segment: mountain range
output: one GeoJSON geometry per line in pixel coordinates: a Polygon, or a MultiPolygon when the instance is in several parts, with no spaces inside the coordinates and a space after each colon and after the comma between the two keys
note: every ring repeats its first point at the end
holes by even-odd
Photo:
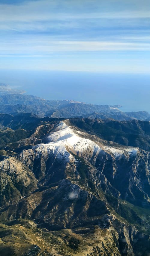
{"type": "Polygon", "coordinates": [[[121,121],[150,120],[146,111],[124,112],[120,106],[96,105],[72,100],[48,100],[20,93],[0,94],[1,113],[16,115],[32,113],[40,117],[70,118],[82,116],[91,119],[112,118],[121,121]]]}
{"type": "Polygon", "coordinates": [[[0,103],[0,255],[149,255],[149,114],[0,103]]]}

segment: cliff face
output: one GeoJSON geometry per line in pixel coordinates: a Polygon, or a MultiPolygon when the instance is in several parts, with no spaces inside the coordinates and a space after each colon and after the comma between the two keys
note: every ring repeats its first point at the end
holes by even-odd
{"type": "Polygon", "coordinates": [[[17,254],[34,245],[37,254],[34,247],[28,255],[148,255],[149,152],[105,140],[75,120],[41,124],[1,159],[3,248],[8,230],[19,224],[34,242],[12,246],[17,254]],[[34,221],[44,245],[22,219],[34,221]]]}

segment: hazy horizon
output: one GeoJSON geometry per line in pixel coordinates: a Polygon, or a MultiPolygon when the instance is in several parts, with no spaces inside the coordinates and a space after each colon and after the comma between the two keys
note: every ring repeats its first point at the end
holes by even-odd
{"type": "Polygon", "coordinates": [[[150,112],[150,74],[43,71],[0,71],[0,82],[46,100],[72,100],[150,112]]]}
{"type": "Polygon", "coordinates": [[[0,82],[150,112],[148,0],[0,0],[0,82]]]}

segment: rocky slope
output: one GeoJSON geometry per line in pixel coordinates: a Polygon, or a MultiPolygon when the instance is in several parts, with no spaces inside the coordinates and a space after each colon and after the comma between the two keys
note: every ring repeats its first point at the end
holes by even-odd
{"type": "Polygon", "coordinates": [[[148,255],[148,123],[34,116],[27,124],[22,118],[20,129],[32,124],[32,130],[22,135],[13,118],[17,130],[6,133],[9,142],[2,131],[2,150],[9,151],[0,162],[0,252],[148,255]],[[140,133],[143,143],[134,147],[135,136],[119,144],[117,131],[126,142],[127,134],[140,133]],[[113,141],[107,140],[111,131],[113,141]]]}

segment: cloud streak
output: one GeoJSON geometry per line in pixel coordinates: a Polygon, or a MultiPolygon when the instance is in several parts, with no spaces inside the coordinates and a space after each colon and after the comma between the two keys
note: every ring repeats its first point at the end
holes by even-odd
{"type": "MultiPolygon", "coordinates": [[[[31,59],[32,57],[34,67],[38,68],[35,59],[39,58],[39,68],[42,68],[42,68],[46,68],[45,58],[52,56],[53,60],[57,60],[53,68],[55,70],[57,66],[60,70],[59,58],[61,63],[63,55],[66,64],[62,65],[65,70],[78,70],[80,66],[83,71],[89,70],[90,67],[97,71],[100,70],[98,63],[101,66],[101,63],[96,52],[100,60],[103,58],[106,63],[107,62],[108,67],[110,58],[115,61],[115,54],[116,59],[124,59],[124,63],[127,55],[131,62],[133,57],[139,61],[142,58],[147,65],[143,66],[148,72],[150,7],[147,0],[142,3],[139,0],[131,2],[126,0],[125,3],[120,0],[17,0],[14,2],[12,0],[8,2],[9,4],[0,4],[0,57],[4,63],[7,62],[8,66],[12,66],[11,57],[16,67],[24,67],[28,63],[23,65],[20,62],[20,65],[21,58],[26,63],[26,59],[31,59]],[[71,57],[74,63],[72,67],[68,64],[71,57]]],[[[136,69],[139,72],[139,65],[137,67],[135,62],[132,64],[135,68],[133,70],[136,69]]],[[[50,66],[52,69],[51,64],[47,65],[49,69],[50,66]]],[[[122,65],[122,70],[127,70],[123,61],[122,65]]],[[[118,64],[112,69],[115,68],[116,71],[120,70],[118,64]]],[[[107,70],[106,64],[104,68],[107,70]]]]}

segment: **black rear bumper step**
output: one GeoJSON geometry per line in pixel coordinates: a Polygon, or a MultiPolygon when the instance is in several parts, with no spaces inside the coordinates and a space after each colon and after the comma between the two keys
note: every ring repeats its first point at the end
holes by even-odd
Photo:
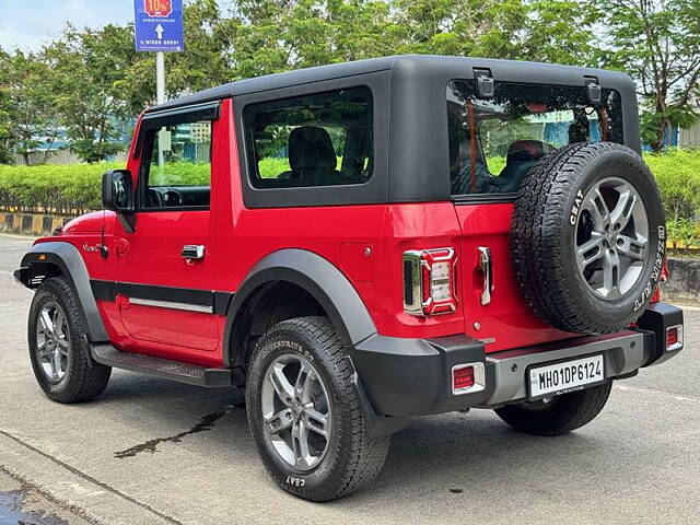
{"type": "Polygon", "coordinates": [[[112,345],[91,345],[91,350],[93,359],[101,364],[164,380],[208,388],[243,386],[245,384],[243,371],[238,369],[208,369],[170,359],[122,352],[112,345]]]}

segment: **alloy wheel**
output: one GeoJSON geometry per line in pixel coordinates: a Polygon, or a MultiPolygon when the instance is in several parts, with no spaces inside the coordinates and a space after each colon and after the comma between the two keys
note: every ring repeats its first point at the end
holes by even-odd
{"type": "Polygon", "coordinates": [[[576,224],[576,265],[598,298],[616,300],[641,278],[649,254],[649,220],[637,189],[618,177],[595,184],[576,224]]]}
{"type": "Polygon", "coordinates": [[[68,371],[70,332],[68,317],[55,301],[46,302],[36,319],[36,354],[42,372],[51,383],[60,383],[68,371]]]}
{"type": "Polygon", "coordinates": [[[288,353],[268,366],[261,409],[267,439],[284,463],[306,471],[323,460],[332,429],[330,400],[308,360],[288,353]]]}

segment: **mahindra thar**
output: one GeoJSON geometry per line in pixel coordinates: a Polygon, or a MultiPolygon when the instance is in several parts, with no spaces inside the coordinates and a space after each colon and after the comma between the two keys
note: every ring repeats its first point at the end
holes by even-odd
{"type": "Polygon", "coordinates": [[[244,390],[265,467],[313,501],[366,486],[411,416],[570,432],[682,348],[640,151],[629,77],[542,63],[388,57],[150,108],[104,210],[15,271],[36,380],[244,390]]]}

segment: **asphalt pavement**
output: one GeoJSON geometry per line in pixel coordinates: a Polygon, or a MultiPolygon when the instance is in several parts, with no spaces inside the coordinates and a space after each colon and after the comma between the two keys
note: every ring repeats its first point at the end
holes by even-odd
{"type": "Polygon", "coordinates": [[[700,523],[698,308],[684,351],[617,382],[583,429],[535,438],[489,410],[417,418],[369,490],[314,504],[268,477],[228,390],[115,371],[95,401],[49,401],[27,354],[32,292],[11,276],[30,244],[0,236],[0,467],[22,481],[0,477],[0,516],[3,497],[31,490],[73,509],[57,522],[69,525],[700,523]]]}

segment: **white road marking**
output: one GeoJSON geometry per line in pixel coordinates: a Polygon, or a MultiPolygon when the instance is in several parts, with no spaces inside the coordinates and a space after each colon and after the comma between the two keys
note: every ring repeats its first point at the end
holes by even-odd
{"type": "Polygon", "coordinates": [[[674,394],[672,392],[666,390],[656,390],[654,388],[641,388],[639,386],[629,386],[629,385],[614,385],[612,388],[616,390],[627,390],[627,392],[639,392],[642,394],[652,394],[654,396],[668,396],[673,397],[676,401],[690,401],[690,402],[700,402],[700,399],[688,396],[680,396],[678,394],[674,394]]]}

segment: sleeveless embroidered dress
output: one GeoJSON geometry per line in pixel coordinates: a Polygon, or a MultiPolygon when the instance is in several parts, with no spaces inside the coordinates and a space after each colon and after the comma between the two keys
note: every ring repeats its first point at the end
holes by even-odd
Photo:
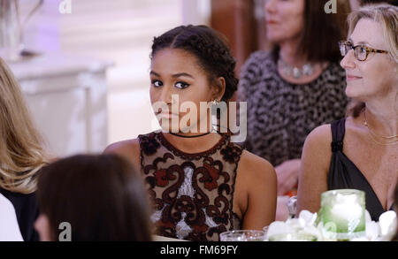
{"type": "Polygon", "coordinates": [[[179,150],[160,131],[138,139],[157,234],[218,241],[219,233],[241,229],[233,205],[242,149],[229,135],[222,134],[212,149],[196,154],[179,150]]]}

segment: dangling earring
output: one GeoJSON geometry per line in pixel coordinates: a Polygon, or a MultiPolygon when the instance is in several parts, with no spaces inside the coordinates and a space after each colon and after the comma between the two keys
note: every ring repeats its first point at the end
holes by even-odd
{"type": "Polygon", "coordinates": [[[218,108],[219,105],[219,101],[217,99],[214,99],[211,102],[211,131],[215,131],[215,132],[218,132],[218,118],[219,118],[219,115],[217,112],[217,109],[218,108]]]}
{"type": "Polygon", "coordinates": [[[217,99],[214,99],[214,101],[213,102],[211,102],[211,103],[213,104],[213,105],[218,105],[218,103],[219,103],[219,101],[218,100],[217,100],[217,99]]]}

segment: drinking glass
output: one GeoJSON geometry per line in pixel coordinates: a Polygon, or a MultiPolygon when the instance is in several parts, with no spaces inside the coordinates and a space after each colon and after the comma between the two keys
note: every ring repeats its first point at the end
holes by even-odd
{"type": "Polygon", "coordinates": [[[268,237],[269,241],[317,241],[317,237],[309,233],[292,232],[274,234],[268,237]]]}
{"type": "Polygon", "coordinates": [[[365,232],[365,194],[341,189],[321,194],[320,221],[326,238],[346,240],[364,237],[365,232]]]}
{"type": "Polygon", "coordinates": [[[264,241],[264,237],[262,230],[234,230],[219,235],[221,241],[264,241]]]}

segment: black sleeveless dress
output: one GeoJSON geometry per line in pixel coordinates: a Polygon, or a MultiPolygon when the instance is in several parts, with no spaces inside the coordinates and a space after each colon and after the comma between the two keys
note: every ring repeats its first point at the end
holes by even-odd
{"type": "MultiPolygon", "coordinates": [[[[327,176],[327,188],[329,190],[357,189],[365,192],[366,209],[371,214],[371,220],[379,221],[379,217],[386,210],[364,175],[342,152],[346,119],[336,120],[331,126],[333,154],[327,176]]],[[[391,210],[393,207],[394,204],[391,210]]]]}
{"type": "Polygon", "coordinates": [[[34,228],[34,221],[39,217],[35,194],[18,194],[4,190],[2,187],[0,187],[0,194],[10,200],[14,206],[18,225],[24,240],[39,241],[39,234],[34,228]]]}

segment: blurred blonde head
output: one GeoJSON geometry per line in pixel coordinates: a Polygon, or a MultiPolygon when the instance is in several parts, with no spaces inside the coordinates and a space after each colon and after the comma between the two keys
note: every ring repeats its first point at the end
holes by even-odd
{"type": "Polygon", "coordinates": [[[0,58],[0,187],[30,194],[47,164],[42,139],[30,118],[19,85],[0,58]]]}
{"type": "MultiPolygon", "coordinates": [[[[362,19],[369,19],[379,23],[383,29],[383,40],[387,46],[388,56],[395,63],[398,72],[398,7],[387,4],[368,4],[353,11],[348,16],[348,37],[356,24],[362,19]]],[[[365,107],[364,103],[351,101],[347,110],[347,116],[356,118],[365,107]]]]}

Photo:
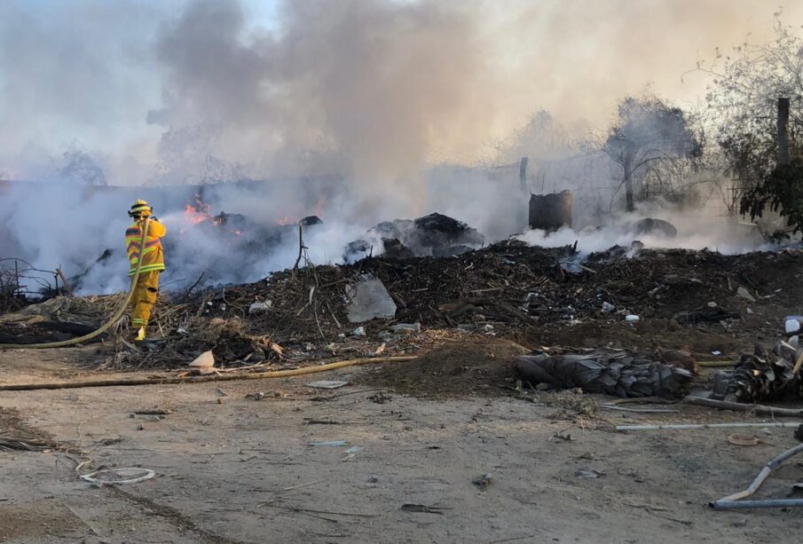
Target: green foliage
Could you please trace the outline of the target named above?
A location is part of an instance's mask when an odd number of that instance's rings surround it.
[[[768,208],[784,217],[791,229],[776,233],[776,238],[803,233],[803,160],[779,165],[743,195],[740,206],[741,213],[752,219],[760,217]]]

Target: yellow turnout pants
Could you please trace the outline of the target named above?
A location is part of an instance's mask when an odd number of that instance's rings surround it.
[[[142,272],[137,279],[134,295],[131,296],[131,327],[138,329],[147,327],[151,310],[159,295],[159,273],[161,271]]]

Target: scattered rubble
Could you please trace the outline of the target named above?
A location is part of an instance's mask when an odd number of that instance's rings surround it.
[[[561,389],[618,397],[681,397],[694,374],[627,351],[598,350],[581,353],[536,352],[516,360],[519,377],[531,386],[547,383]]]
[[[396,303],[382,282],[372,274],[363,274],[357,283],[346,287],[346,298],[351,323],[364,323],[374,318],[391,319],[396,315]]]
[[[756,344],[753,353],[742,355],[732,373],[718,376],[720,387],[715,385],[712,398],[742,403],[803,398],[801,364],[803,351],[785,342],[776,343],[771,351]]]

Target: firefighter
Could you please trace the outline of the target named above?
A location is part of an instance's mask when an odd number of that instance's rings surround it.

» Goal
Rewrite the lines starting at the one containing "Target: firefighter" and ending at the end of the entries, replacing "trace the outline" with "draw the boundary" and leaving everything else unchanged.

» Exercise output
Target: firefighter
Could you please draw the boundary of the target named above?
A location is part of an instance's mask when an odd number of that instance's rings surround it.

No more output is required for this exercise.